> **Instructions for the task**
Would you please state how many lines in the entries contain the word "sideline"? Only the number should be given.

..............................

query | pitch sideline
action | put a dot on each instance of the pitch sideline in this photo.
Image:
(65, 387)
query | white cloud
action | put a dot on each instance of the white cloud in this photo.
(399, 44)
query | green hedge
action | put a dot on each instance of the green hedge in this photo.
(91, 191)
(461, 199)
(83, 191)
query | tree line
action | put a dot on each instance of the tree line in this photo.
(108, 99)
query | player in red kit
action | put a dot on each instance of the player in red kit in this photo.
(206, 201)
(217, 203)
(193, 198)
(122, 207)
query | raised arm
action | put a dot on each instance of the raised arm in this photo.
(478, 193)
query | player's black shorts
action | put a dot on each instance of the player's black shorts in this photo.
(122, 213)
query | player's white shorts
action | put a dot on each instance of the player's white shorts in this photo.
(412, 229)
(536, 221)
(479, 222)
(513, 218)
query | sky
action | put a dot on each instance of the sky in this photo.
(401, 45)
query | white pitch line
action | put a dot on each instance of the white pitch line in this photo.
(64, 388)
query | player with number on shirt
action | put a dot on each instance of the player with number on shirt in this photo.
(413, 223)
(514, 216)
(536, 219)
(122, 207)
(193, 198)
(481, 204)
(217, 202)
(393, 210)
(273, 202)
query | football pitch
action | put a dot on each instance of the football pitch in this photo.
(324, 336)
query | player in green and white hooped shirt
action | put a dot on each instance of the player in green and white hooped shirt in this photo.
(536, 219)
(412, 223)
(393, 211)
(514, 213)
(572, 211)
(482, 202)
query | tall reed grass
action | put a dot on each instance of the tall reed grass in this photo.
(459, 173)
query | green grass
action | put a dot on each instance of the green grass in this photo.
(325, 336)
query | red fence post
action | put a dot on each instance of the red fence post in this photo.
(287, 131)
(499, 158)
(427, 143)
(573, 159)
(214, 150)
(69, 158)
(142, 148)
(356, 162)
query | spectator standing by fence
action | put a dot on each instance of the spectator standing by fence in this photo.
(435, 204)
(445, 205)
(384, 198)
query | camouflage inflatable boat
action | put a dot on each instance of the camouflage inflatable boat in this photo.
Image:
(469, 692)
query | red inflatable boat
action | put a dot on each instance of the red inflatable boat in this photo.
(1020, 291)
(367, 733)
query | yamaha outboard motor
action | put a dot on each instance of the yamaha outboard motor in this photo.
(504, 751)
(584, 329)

..............................

> **Answer to this problem**
2